→ **SCHRIFTLICHE ANWEISUNG A**: Gib die Zeilen der Auflistung unverändert wieder, beginnend mit der Zeile, die „Where can the green foliage“ enthält, und weiter bis einschließlich der Zeile, die „point(243, 601)“ enthält.

Metropolit Hilarion und Kardinal Koch an Festakt in Freiburg
Schweiz

Ein Jahr nach Havanna blicken Kardinal Koch und Metropolit Hilarion vorwärts

Freiburg i.Ü, 13.2.17 (kath.ch) Der «Aussenminister» der russisch-orthodoxen Kirche, Metropolit Hilarion, und der «Ökumeneminister» des Vatikan, Kardinal Kurt Koch, gedachten am Sonntag in Freiburg des historischen Treffens vor einem Jahr von Papst Franziskus und Patriarch Kyrill auf Kuba. Koch skizzierte bei einem Festakt an der Universität Freiburg, wie der Dialog zwischen den beiden Kirchen weitergeht.

Georges Scherrer

Ein Treffen zwischen dem Papst und dem Patriarchen sei aktuell nicht in Vorbereitung, sagte Kardinal Koch in Freiburg vor den Medien. Die Begegnung zwischen den beiden Kirchen gehe nun auf einer hohen hierarchischen Ebene weiter. Der Kardinal sprach in diesem Zusammenhang von einer «Ökumene der Heiligen». Symbolisch geschieht dies durch den Austausch von Reliquien oder Ikonen, die für die jeweilige Kirche wichtig sind.

Diese Form gegenseitiger Wertschätzung unterstreiche die Annäherung beider Kirchen auch beim Volk Gottes, zeigte sich der Kardinal überzeugt. Er sprach weiter von einer «kulturellen Ökumene», die nach dem Treffen auf Kuba bereits Fuss gefasst habe. Es sei bereits zu gegenseitigen Studienbesuchen gekommen. Weitere kulturelle Initiativen würden vorbereitet.

Angeworfen sei auch die «praktische Ökumene». Als Beispiel nannte der Kardinal den Besuch einer gemischten Kommission der katholischen und der russisch-orthodoxen Kirche im Nahen Osten. Es ging darum, die von Krieg und Vertreibung heimgesuchte Bevölkerung zu unterstützen.

Theologie ist nicht tangiert

Ein anderes Thema ist die Theologie. Koch unterstrich, dass die Frucht des Treffens zwischen Papst Franziskus und Patriarch Kyrill in Havanna die «pastorale Ökumene» sei. Die Begegnung habe nicht im Rahmen des «theologische Dialogs» stattgefunden, sondern im Rahmen des «sogenannten Dialogs der Liebe».

→ **ERFASSTE DATEN**:
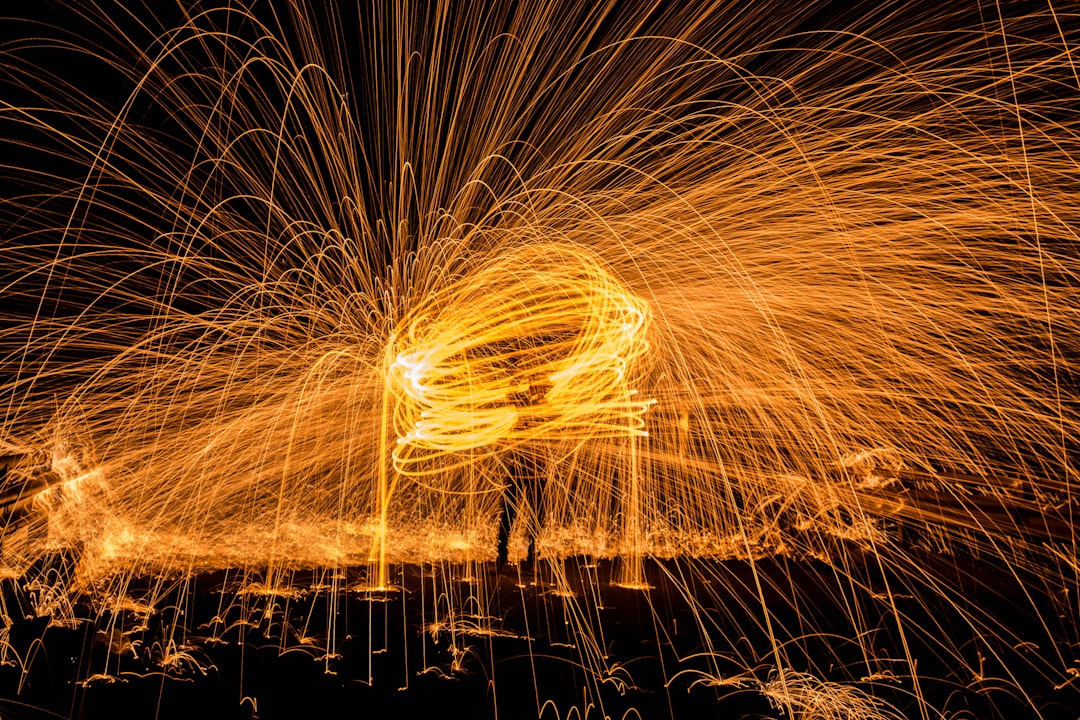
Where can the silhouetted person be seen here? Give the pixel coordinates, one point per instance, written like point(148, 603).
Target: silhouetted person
point(527, 475)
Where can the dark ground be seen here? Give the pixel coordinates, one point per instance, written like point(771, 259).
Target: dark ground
point(389, 660)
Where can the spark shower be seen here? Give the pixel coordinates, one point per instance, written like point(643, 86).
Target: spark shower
point(800, 287)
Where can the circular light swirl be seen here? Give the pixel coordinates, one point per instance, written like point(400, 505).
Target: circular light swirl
point(540, 343)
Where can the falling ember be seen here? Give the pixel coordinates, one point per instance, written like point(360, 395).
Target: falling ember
point(651, 361)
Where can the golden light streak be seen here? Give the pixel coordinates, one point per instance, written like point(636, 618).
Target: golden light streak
point(283, 302)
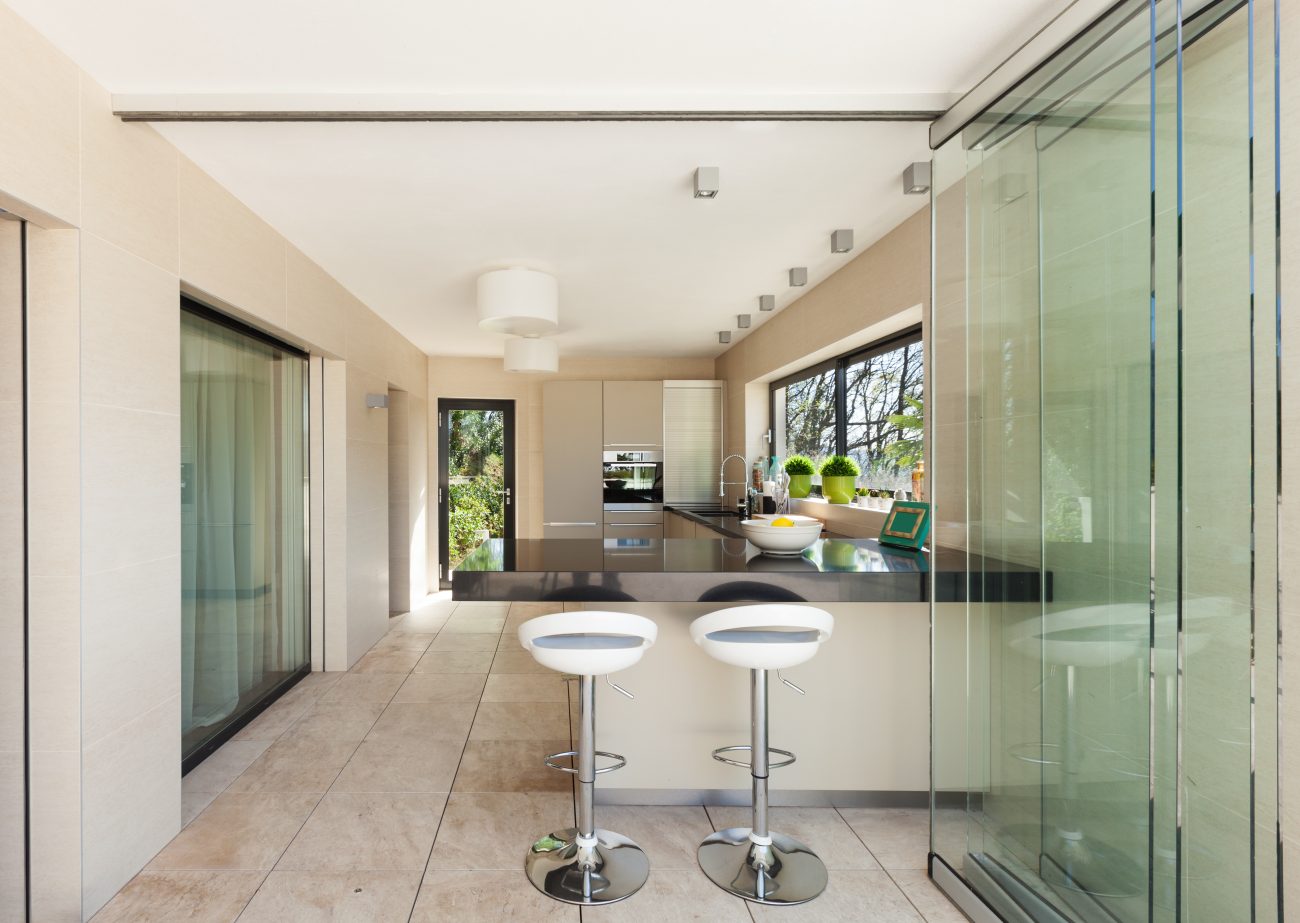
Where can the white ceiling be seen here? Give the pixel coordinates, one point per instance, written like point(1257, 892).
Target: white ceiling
point(408, 215)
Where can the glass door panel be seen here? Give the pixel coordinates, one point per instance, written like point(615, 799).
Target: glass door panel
point(243, 501)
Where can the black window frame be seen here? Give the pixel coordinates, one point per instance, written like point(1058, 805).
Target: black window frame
point(840, 364)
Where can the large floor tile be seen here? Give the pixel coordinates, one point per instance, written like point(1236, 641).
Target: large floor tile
point(525, 688)
point(372, 688)
point(677, 896)
point(430, 688)
point(516, 662)
point(221, 767)
point(419, 722)
point(511, 766)
point(417, 641)
point(520, 720)
point(486, 897)
point(238, 831)
point(477, 624)
point(897, 836)
point(276, 719)
point(668, 835)
point(494, 831)
point(819, 828)
point(334, 897)
point(349, 832)
point(926, 896)
point(401, 766)
point(849, 896)
point(388, 662)
point(455, 662)
point(464, 641)
point(295, 765)
point(336, 720)
point(164, 897)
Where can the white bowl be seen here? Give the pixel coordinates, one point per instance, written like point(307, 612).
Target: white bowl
point(781, 538)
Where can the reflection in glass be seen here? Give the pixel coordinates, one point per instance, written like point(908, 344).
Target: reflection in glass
point(243, 571)
point(1105, 412)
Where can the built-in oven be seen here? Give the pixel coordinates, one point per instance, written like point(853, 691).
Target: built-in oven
point(633, 481)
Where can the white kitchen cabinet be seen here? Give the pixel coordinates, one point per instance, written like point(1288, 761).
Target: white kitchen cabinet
point(633, 415)
point(572, 502)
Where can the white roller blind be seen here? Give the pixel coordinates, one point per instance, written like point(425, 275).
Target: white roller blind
point(692, 441)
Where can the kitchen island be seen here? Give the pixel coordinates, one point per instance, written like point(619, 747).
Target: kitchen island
point(859, 733)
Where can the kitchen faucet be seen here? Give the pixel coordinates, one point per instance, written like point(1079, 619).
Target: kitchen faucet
point(722, 476)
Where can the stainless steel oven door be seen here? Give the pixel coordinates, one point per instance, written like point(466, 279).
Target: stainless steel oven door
point(632, 480)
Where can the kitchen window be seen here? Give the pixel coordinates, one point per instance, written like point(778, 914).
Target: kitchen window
point(867, 404)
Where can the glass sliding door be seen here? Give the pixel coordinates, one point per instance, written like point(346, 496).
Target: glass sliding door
point(243, 502)
point(1105, 313)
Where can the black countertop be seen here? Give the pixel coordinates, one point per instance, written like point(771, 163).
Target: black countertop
point(722, 570)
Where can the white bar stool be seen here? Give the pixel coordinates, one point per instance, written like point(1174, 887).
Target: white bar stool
point(585, 865)
point(753, 862)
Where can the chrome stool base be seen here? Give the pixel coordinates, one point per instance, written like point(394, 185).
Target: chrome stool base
point(784, 872)
point(610, 871)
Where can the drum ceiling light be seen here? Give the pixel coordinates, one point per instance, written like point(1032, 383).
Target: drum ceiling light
point(532, 354)
point(519, 302)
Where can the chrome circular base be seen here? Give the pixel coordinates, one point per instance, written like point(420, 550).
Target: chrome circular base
point(611, 870)
point(784, 872)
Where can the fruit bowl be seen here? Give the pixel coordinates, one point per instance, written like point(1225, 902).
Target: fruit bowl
point(789, 540)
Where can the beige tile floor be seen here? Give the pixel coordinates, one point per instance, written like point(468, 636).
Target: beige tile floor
point(408, 788)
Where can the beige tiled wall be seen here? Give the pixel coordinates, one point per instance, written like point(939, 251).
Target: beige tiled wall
point(888, 278)
point(104, 568)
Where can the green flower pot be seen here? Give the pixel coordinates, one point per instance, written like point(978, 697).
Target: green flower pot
point(837, 489)
point(837, 555)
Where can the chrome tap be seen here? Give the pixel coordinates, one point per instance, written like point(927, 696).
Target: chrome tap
point(722, 476)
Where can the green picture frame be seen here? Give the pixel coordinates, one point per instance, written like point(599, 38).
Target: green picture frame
point(906, 525)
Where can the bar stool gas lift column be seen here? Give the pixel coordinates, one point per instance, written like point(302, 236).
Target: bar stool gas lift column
point(753, 862)
point(585, 865)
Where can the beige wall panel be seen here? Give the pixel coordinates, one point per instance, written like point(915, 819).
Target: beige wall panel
point(131, 800)
point(130, 342)
point(39, 146)
point(229, 252)
point(129, 182)
point(317, 306)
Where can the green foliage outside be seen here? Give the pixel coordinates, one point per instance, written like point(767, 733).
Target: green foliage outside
point(798, 464)
point(910, 445)
point(476, 480)
point(840, 466)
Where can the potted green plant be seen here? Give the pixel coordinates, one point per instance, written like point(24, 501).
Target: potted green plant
point(839, 472)
point(800, 469)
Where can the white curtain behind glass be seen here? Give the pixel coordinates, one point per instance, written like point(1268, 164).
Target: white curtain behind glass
point(243, 601)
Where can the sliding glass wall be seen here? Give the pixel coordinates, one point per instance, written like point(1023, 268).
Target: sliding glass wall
point(1105, 345)
point(243, 502)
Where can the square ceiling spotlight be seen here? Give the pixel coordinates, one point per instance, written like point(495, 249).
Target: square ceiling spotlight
point(915, 178)
point(706, 182)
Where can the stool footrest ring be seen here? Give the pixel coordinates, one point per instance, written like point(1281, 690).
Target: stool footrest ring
point(746, 748)
point(572, 754)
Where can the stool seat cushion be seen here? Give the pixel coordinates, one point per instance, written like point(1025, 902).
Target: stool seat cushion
point(763, 637)
point(588, 644)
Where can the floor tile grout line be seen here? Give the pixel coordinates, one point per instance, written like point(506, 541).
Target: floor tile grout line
point(446, 804)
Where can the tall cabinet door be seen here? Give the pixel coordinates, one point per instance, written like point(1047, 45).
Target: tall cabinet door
point(633, 415)
point(572, 420)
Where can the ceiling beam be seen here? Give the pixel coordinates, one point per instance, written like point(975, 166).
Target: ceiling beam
point(528, 108)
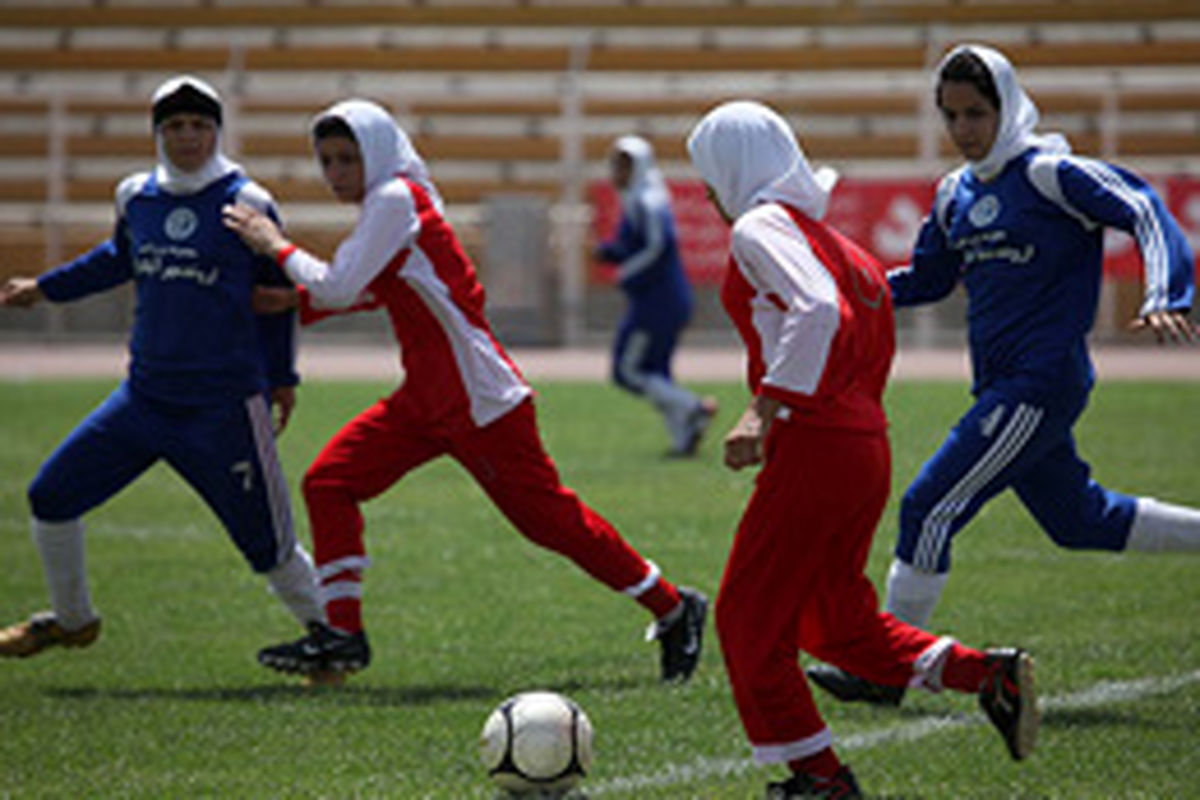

→ **SCHRIFTLICHE ANWEISUNG B**:
Beantworte anhand des Textauszugs über den Festakt in Freiburg:
(i) An welchem Wochentag gedachten Metropolit Hilarion und Kardinal Koch in Freiburg des Treffens?
(ii) Welches Beispiel nannte der Kardinal für die «praktische Ökumene»?
(iii) In welchem Rahmen fand die Begegnung in Havanna laut Koch statt?

→ **ENDGÜLTIGE ANTWORT A**:
Where can the green foliage outside be seen here? Give the pixel coordinates, one point per instance, written like point(767, 733).
Target: green foliage outside
point(798, 464)
point(910, 445)
point(476, 480)
point(840, 466)
Where can the potted green plant be seen here? Give the pixel coordinates, one point per instance, written like point(24, 501).
Target: potted green plant
point(839, 472)
point(800, 469)
Where can the white curtain behind glass be seen here? Give the pixel coordinates, one point per instance, written like point(1268, 164).
Target: white curtain behind glass
point(243, 601)

→ **ENDGÜLTIGE ANTWORT B**:
(i) Am Sonntag.
(ii) Den Besuch einer gemischten Kommission der katholischen und der russisch-orthodoxen Kirche im Nahen Osten.
(iii) Im Rahmen des sogenannten Dialogs der Liebe.